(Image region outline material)
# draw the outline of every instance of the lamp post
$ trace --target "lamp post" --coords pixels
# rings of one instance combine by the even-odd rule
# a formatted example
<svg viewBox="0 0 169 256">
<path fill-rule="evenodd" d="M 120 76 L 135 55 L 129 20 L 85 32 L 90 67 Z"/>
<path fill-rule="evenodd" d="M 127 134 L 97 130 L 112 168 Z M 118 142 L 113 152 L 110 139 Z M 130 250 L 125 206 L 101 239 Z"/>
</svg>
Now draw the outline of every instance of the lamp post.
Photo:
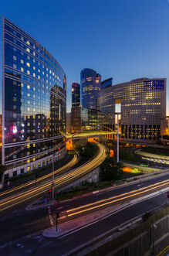
<svg viewBox="0 0 169 256">
<path fill-rule="evenodd" d="M 119 115 L 117 114 L 117 162 L 119 162 Z"/>
<path fill-rule="evenodd" d="M 117 115 L 117 162 L 119 162 L 119 114 L 120 112 L 114 112 Z"/>
<path fill-rule="evenodd" d="M 55 196 L 55 187 L 54 187 L 54 153 L 52 152 L 52 199 L 54 199 Z"/>
</svg>

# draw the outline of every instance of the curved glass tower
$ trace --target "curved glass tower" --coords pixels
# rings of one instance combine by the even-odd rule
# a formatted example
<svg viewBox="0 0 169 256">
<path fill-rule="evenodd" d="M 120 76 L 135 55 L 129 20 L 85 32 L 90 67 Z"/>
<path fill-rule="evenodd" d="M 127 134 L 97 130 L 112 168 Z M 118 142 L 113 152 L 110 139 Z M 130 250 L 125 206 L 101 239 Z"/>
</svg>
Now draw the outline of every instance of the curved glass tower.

* Job:
Copy out every line of the material above verbatim, leaving out the pictures.

* Worked answer:
# draw the outline of every instance of the lamp post
$ trace --target "lamp post" --coords pixels
# rings of one instance combine by the even-odd rule
# a formatted example
<svg viewBox="0 0 169 256">
<path fill-rule="evenodd" d="M 120 76 L 135 55 L 129 20 L 85 32 L 90 67 Z"/>
<path fill-rule="evenodd" d="M 127 134 L 97 130 L 112 168 Z M 118 142 L 113 152 L 110 139 Z M 130 250 L 125 206 L 101 239 Z"/>
</svg>
Now draw the outline of every instance of the lamp post.
Photo:
<svg viewBox="0 0 169 256">
<path fill-rule="evenodd" d="M 119 115 L 117 114 L 117 162 L 119 162 Z"/>
<path fill-rule="evenodd" d="M 117 115 L 117 162 L 119 162 L 119 114 L 120 112 L 114 112 Z"/>
<path fill-rule="evenodd" d="M 55 196 L 55 187 L 54 187 L 54 153 L 52 152 L 52 199 L 54 199 Z"/>
</svg>

# draw the outline of every instance of the curved glass tower
$ trace --target "curved glass tower" --coords pixels
# rings of one instance combine by the even-odd rule
# a formatted example
<svg viewBox="0 0 169 256">
<path fill-rule="evenodd" d="M 120 76 L 135 55 L 129 20 L 85 32 L 90 67 Z"/>
<path fill-rule="evenodd" d="M 127 134 L 97 130 L 112 168 Z M 118 142 L 113 152 L 110 139 Z M 130 250 L 125 206 L 101 239 Z"/>
</svg>
Now draw the outline of every instance of the curved glass tower.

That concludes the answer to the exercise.